Required actions:
A) Answer these questions from the mailing-list excerpt on memcg swap usage, marking each answer with the same numeral:
(i) Which kernel configuration option is enabled in the first testing step?
(ii) How large is the swap file created in the test?
(iii) According to the free -h output, how much swap is used?
B) Retype the part of the mailing-list excerpt on memcg swap usage between "On 2024/10/11 0:17, Barry" and "there's more feedback.", inclusive.
C) Continue the mailing-list thread on memcg swap usage from where it stops.

-- BEGIN Source --

On 2024/10/11 0:17, Barry Song wrote:
> On Thu, Oct 10, 2024 at 4:59 PM Kefeng Wang <wangkefeng.wang@huawei.com> wrote:
>>
>> Hi Ridong,
>>
>> This should be the first version for upstream, and the issue only
>> occurred when large folio is spited.
>>
>> Adding more CCs to see if there's more feedback.
>>
>>
>> On 2024/10/10 16:18, Chen Ridong wrote:
>>> From: Chen Ridong <chenridong@huawei.com>
>>>
>>> An issue was found with the following testing step:
>>> 1. Compile with CONFIG_TRANSPARENT_HUGEPAGE=y
>>> 2. Mount memcg v1, and create memcg named test_memcg and set
>>>      usage_in_bytes=2.1G, memsw.usage_in_bytes=3G.
>>> 3. Create a 1G swap file, and allocate 2.2G anon memory in test_memcg.
>>>
>>> It was found that:
>>>
>>> cat memory.usage_in_bytes
>>> 2144940032
>>> cat memory.memsw.usage_in_bytes
>>> 2255056896
>>>
>>> free -h
>>>                 total        used        free
>>> Mem:           31Gi       2.1Gi        27Gi
>>> Swap:         1.0Gi       618Mi       405Mi
>>>
>>> As shown above, the test_memcg used about 100M swap, but 600M+ swap memory
>>> was used, which means that 500M may be wasted because other memcgs can not
>>> use these swap memory.
>>>
>>> It can be explained as follows:
>>> 1. When entering shrink_inactive_list, it isolates folios from lru from
>>>      tail to head. If it just takes folioN from lru(make it simple).
>>>
>>>      inactive lru: folio1<->folio2<->folio3...<->folioN-1
>>>      isolated list: folioN
>>>
>>> 2. In shrink_page_list function, if folioN is THP, it may be splited and
>>>      added to swap cache folio by folio. After adding to swap cache, it will
>>>      submit io to writeback folio to swap, which is asynchronous.
>>>      When shrink_page_list is finished, the isolated folios list will be
>>>      moved back to the head of inactive lru. The inactive lru may just look
>>>      like this, with 512 filioes have been move to the head of inactive lru.

-- END Source --
-- BEGIN Material shown --

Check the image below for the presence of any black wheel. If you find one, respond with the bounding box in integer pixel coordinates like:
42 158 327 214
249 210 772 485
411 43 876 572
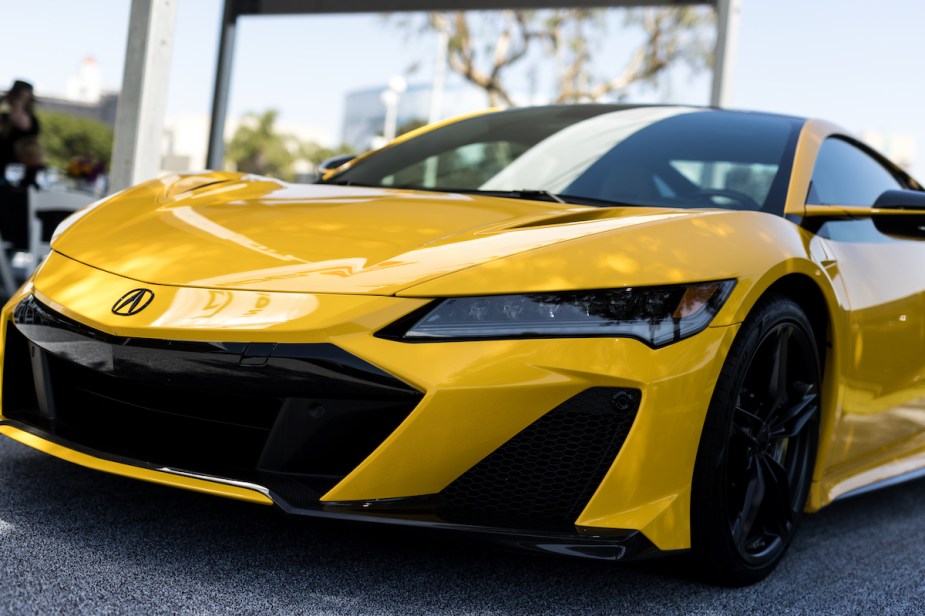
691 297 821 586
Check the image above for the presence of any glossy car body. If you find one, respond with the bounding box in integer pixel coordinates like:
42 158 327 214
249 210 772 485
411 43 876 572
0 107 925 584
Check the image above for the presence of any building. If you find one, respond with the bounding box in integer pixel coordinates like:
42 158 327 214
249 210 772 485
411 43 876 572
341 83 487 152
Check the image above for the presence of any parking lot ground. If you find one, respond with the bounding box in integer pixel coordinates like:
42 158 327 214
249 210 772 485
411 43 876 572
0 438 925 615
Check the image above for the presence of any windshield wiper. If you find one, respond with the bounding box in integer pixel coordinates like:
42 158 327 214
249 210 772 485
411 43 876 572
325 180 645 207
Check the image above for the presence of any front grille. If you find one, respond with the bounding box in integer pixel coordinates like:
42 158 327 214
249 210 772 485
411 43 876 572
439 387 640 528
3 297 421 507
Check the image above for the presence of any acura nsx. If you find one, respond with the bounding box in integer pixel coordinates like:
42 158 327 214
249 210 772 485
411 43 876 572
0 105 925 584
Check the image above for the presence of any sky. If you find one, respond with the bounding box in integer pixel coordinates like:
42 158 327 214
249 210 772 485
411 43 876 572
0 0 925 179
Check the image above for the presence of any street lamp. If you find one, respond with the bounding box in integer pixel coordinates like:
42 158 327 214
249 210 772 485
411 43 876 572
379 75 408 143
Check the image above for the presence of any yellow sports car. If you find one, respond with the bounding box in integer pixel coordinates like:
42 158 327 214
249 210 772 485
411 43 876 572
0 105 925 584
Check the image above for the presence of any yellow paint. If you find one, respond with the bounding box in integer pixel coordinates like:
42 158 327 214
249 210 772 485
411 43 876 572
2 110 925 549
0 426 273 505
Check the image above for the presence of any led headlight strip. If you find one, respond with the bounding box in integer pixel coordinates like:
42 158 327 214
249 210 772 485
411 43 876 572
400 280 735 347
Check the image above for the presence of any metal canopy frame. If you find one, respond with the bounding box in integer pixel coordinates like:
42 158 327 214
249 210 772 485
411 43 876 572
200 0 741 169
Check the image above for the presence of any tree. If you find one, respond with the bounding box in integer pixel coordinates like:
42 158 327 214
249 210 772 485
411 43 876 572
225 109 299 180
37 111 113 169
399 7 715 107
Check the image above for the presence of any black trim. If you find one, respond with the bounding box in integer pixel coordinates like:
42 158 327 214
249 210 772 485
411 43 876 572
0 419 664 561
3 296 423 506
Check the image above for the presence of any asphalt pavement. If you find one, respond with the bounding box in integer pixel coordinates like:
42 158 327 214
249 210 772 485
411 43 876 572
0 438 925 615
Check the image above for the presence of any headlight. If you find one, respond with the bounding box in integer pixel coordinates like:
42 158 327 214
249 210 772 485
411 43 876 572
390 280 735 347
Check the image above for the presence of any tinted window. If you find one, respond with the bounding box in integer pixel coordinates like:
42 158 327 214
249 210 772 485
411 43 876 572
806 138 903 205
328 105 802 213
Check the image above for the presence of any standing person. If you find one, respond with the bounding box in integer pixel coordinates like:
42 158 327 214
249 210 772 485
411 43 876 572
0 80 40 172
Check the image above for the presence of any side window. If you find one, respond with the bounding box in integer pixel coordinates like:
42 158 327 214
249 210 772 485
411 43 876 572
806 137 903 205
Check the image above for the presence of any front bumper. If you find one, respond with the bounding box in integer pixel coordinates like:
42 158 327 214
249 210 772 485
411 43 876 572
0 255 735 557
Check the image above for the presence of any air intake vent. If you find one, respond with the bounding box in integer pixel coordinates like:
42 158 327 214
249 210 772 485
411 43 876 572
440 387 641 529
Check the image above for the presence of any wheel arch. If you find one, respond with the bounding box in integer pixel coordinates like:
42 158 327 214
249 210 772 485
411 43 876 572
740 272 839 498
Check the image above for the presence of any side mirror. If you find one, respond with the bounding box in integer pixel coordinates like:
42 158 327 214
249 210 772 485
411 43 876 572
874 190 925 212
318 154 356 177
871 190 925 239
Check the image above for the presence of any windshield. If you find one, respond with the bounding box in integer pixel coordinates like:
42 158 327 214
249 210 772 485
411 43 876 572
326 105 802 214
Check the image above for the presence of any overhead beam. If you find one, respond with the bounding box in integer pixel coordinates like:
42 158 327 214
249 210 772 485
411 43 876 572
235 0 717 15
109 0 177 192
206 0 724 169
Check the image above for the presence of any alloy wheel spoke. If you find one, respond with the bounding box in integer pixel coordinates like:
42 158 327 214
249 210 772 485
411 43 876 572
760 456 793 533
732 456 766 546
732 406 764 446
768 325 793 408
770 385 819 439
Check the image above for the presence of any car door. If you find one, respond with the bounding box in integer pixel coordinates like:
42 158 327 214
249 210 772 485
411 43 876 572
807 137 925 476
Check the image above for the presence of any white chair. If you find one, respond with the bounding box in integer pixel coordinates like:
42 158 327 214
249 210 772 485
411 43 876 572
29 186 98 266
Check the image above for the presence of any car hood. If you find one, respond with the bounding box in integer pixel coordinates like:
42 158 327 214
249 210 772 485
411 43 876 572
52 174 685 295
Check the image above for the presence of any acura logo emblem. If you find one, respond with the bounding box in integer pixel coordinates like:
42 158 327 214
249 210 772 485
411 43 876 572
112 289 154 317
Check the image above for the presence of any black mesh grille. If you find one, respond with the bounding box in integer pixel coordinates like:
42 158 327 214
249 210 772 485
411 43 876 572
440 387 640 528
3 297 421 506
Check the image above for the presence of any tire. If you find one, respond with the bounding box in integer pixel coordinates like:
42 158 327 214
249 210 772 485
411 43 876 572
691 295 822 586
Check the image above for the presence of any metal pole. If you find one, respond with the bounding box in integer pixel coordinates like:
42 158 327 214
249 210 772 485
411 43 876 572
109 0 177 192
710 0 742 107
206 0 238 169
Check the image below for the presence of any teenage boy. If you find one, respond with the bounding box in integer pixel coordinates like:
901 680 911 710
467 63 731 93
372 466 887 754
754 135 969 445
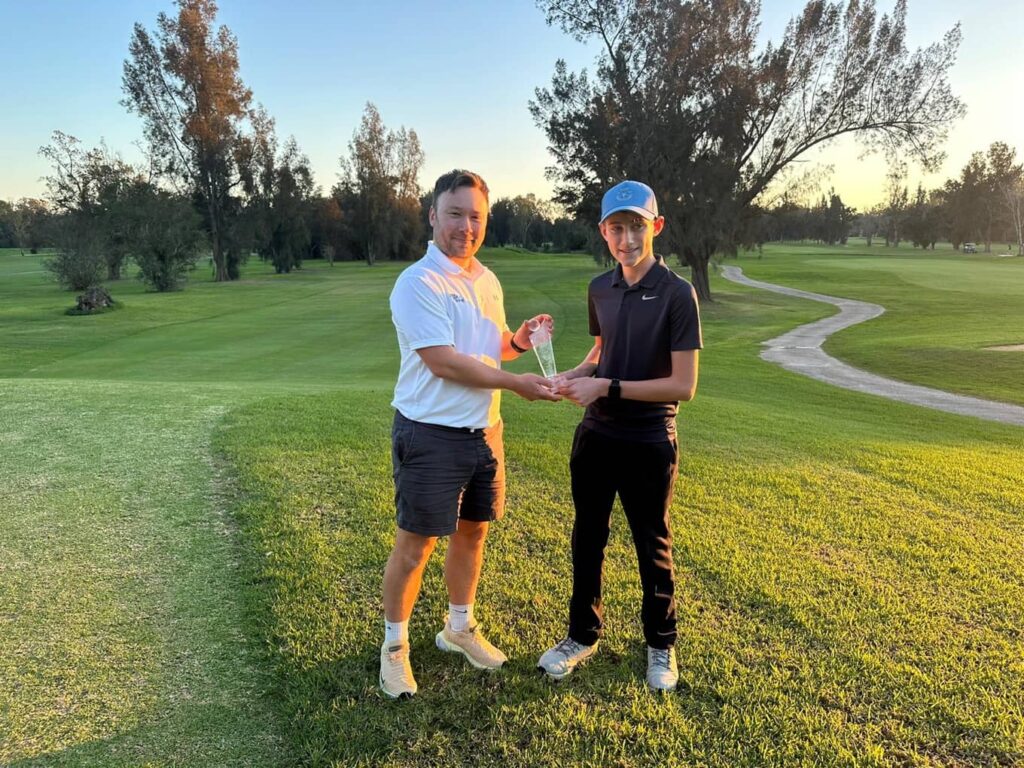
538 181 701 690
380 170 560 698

-- END Material shown --

Outputs for the tasks:
A)
(i) CONFIG_TRANSPARENT_HUGEPAGE=y
(ii) 1G
(iii) 618Mi

B)
On 2024/10/11 0:17, Barry Song wrote:
> On Thu, Oct 10, 2024 at 4:59 PM Kefeng Wang <wangkefeng.wang@huawei.com> wrote:
>>
>> Hi Ridong,
>>
>> This should be the first version for upstream, and the issue only
>> occurred when large folio is spited.
>>
>> Adding more CCs to see if there's more feedback.

C)
>>>
>>>      folioN512<->folioN511<->...filioN1<->folio1<->folio2...<->folioN-1
>>>
>>> 3. When folio writeback io is completed, the folio may be rotated to tail
>>>      of lru. The following lru list is expected, with those filioes that have
>>>      been added to swap cache are rotated to tail of lru. So those folios
>>>      can be reclaimed as soon as possible.
>>>
>>>      folio1<->folio2<->...<->folioN-1<->filioN1<->...folioN511<->folioN512
>>>
>>> 4. However, shrink_page_list and folio writeback are asynchronous. If THP
>>>      is splited, shrink_page_list loops at least 512 times, which means that
>>>      shrink_page_list is not completed but some folios writeback have been
>>>      completed, and this may lead to failure to rotate these folios to the
>>>      tail of lru. The lru may look likes as below:
> 
> I assume you’re referring to PMD-mapped THP, but your code also modifies
> mTHP, which might not be that large. For instance, it could be a 16KB mTHP.
> 
>>>
>>>      folioN50<->folioN49<->...filioN1<->folio1<->folio2...<->folioN-1<->
>>>      folioN51<->folioN52<->...folioN511<->folioN512
>>>
>>>      Although those folios (N1-N50) have been finished writing back, they
>>>      are still at the head of lru. When isolating folios from lru, it scans
>>>      from tail to head, so it is difficult to scan those folios again.
>>>
>>> What mentioned above may lead to a large number of folios have been added
>>> to swap cache but can not be reclaimed in time, which may reduce reclaim
>>> efficiency and prevent other memcgs from using this swap memory even if
>>> they trigger OOM.
>>>
>>> To fix this issue, it's better to stop looping if THP has been splited and
>>> nr_pageout is greater than nr_to_reclaim.
>>>
>>> Signed-off-by: Chen Ridong <chenridong@huawei.com>
>>> ---
>>>    mm/vmscan.c | 16 +++++++++++++++-
>>>    1 file changed, 15 insertions(+), 1 deletion(-)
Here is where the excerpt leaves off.